◆ **Quoted passage**
-- Start --
Before building an HTML validator, let’s build something to tell us which elements appear inside which others in a document. Our recursive function takes two arguments: the current node and a dictionary whose keys are node names and whose values are sets containing the names of those nodes’ children. Each time it encounters a node, the function adds the names of the child nodes to the appropriate set and then calls itself once for each child to collect their children:

def recurse(node, catalog):
    assert isinstance(node, Tag)

    if node.name not in catalog:
        catalog[node.name] = set()

    for child in node:
        if isinstance(child, Tag):
            catalog[node.name].add(child.name)
            recurse(child, catalog)

    return catalog

When we run our function on this page:

<html>
  <head>
    <title>Software Design by Example</title>
  </head>
  <body>
    <h1>Main Title</h1>
    <p>introductory paragraph</p>
    <ul>
      <li>first item</li>
      <li>second item is <em>emphasized</em></li>
    </ul>
  </body>
</html>

it produces this output (which we print in sorted order to make things easier to find):

body: h1, p, ul
em:
h1:
head: title
html: body, head
li: em
p:
title:
ul: li

At this point we have written several recursive functions that have almost exactly the same control flow. A good rule of software design is that if we have built something three times, we should make what we’ve learned reusable so that we never have to write it again. In this case, we will rewrite our code to use the Visitor design pattern.
-- End --
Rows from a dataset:
-- Start --
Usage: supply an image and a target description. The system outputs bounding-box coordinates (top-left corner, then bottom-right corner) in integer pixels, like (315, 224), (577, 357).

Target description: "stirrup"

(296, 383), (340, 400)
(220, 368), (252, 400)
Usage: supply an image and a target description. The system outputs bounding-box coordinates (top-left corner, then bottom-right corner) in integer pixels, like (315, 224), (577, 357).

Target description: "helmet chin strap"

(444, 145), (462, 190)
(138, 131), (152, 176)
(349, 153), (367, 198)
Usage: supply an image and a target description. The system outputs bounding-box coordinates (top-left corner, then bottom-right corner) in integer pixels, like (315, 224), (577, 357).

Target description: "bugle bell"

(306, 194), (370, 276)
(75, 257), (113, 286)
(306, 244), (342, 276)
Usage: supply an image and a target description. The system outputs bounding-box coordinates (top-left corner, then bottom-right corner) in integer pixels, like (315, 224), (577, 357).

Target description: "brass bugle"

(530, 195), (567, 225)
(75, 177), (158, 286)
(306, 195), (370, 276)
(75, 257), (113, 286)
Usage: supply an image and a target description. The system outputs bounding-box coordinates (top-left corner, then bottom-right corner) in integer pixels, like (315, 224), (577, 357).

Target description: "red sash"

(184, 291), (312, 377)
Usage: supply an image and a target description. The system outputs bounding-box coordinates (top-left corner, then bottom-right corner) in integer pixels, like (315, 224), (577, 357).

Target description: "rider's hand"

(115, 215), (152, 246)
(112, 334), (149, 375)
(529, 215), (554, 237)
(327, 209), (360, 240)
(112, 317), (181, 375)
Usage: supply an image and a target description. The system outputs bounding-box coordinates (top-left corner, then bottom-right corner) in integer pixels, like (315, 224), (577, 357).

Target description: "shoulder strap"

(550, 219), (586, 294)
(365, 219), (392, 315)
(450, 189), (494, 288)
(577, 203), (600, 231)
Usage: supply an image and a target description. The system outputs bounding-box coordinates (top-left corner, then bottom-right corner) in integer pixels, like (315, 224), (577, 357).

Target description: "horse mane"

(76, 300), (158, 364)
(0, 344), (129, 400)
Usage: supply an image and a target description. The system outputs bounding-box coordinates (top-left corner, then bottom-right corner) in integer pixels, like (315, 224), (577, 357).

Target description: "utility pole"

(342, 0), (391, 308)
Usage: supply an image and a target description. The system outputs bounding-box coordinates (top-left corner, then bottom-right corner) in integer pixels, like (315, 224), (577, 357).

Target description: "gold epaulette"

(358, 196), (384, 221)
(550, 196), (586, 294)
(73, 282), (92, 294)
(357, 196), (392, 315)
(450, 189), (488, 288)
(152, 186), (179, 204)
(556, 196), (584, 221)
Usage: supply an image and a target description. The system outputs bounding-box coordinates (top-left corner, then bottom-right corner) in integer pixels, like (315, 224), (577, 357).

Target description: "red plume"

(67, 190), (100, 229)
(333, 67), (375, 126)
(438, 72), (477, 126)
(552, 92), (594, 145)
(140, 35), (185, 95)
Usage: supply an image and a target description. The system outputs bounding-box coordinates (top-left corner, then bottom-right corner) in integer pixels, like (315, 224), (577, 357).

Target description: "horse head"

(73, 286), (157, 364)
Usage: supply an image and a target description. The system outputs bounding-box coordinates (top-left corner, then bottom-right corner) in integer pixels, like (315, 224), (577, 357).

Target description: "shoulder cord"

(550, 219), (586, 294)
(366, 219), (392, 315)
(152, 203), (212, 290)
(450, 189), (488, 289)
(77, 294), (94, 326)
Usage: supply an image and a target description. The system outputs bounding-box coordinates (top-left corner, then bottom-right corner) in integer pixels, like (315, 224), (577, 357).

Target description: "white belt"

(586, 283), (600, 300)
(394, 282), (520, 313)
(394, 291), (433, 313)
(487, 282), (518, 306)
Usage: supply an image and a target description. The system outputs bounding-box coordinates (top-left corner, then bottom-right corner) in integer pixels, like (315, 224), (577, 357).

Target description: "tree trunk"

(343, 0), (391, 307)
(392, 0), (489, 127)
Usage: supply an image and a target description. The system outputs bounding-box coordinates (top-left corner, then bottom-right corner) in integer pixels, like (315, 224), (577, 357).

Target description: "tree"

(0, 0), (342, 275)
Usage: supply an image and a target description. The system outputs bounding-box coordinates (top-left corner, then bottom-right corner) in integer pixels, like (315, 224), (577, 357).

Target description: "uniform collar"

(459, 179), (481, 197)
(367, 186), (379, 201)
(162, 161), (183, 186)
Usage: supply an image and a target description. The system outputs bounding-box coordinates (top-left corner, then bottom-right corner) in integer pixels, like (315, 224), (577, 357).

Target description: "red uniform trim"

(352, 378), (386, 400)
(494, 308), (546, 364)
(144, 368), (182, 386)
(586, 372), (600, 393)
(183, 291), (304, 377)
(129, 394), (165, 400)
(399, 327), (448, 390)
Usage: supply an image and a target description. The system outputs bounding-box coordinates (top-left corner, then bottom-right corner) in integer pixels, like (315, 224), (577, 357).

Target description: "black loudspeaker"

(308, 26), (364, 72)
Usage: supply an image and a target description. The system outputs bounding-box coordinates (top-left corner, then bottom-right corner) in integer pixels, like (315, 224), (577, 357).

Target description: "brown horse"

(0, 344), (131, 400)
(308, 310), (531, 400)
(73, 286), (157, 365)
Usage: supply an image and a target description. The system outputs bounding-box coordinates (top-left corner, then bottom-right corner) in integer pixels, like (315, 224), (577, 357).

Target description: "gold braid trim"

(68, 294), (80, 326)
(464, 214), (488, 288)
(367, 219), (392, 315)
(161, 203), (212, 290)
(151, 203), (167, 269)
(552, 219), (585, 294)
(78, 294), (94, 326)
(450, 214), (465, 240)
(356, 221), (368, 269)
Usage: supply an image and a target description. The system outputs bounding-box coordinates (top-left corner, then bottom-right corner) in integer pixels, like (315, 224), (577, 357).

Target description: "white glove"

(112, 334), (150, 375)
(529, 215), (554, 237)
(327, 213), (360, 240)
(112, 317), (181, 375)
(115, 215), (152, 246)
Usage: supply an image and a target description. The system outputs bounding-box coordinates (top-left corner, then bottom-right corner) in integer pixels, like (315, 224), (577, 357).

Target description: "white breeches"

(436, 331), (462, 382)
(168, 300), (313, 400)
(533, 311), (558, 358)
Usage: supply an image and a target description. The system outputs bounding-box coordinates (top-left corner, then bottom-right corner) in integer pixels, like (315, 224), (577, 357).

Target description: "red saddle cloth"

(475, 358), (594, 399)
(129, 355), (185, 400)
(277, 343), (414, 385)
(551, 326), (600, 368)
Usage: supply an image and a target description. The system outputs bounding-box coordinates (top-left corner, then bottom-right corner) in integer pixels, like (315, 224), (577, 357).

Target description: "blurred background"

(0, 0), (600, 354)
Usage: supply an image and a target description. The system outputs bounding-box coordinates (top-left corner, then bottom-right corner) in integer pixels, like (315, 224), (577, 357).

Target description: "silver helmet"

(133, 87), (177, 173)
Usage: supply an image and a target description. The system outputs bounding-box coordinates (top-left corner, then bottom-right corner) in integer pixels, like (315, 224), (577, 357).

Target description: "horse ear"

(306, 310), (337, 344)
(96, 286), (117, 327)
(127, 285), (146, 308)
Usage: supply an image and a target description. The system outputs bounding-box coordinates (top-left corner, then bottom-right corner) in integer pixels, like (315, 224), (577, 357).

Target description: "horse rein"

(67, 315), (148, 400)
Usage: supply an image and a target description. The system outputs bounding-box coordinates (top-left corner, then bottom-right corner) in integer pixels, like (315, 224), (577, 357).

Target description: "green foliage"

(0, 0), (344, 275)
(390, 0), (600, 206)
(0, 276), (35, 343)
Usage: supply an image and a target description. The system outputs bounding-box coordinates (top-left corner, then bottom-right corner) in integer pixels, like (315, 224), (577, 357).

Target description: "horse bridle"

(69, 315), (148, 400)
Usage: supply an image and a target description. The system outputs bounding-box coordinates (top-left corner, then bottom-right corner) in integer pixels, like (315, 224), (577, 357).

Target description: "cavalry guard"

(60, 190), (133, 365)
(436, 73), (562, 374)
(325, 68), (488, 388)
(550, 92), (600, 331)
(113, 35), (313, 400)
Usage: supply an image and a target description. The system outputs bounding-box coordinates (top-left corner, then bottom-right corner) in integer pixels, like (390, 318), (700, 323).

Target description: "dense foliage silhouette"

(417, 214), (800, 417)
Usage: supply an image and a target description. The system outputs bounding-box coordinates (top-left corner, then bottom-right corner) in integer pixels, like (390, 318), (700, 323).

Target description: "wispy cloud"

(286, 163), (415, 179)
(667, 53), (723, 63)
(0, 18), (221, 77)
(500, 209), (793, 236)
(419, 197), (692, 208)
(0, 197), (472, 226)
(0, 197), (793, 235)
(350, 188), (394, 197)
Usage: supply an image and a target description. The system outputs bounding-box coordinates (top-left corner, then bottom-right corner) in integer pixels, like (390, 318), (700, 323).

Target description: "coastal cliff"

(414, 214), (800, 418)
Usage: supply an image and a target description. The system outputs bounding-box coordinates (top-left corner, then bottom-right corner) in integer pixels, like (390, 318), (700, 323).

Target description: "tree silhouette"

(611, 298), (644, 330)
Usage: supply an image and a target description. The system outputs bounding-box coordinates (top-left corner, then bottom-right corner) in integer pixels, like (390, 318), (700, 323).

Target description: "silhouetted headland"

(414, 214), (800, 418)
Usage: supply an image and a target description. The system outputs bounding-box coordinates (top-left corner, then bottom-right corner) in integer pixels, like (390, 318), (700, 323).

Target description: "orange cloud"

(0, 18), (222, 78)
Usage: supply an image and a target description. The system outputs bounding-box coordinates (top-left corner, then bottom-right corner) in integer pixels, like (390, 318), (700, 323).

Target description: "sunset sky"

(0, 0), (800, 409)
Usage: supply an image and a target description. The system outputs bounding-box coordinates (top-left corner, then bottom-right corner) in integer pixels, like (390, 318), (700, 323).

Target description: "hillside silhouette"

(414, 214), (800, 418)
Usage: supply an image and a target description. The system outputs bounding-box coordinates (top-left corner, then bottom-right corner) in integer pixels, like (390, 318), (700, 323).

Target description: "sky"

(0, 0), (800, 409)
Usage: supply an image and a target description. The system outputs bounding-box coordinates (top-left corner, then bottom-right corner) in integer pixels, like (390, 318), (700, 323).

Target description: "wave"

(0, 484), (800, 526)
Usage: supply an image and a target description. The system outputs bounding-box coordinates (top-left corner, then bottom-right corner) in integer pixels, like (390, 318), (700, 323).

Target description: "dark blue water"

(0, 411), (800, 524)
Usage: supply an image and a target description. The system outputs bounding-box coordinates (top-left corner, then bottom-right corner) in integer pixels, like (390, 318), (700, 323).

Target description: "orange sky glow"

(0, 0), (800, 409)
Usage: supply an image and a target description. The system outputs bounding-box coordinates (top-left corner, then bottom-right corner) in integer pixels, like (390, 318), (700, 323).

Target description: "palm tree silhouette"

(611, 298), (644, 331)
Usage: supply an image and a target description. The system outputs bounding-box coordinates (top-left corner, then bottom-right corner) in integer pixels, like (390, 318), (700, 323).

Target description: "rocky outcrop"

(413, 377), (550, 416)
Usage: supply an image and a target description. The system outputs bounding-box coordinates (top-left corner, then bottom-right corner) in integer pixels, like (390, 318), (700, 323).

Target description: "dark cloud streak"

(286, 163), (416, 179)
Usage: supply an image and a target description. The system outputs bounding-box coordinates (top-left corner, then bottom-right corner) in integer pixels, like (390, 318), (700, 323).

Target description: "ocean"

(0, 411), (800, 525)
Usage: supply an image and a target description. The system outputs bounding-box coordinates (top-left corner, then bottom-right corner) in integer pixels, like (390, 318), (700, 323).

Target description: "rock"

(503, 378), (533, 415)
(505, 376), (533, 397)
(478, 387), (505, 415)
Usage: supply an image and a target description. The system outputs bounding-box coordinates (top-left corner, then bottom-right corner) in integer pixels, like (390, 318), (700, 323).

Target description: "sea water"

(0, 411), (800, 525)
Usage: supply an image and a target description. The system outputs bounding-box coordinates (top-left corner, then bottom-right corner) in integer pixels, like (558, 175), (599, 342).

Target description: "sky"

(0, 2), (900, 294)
-- End --
◆ **Task instructions**
- A) Condense the paragraph of the passage on recursive HTML traversal that begins "Before building an HTML validator" into a short bulleted list that keeps its main facts.
- B) Go on with the passage on recursive HTML traversal, starting right after its final sentence.
The rows have no role in any of this.

◆ **Answers to the problems**
- A)
- Before building an HTML validator, the plan is to find out which elements appear inside which others in a document.
- A recursive function does this with two arguments: the current node and a dictionary.
- The dictionary's keys are node names, and its values are sets of the names of those nodes' children.
- At each node, the function adds the child nodes' names to the right set, then calls itself once for each child to collect their children.

- B)
A visitor is a class that knows how to get to each element of a data structure and call a user-defined method when it gets there. Our visitor will have three methods: one that it calls when it first encounters a node, one that it calls when it is finished with that node, and one that it calls for text (Figure 11.2):

class Visitor:
    def visit(self, node):
        if isinstance(node, NavigableString):
            self._text(node)
        elif isinstance(node, Tag):
            self._tag_enter(node)
            for child in node:
                self.visit(child)
            self._tag_exit(node)

    def _tag_enter(self, node): pass

    def _tag_exit(self, node): pass

    def _text(self, node): pass

We provide do-nothing implementations of the three action methods rather than having them raise a NotImplementedError because a particular use of our Visitor class may not need some of these methods. For example, our catalog builder didn’t need to do anything when leaving a node or for text nodes, and we shouldn’t require people to implement things they don’t need.

Visitor pattern order of operations
Figure 11.2: Visitor checking each node in depth-first order.

Here’s what our catalog builder looks like when re-implemented on top of our Visitor class:

class Catalog(Visitor):
    def __init__(self):
        super().__init__()
        self.catalog = {}

    def _tag_enter(self, node):
        if node.name not in self.catalog:
            self.catalog[node.name] = set()
        for child in node:
            if isinstance(child, Tag):
                self.catalog[node.name].add(child.name)
with open(sys.argv[1], "r") as reader:
    text = reader.read()
doc = BeautifulSoup(text, "html.parser")

cataloger = Catalog()
cataloger.visit(doc.html)
result = cataloger.catalog

for tag, contents in sorted(result.items()):
    print(f"{tag}: {', '.join(sorted(contents))}")

It is only a few lines shorter than the original, but the more complicated the data structure is, the more helpful the Visitor pattern becomes.

Checking Style

To wrap up our style checker, let’s create a manifest that specifies which types of nodes can be children of which others:

body:
- section
head:
- title
html:
- body
- head
section:
- h1
- p
- ul
ul:
- li

We’ve chosen to use YAML for the manifest because it’s a relatively simple way to write nested rules. JSON would have worked just as well, but as we said in Chapter 5, we shouldn’t invent a syntax of our own: there are already too many in the world.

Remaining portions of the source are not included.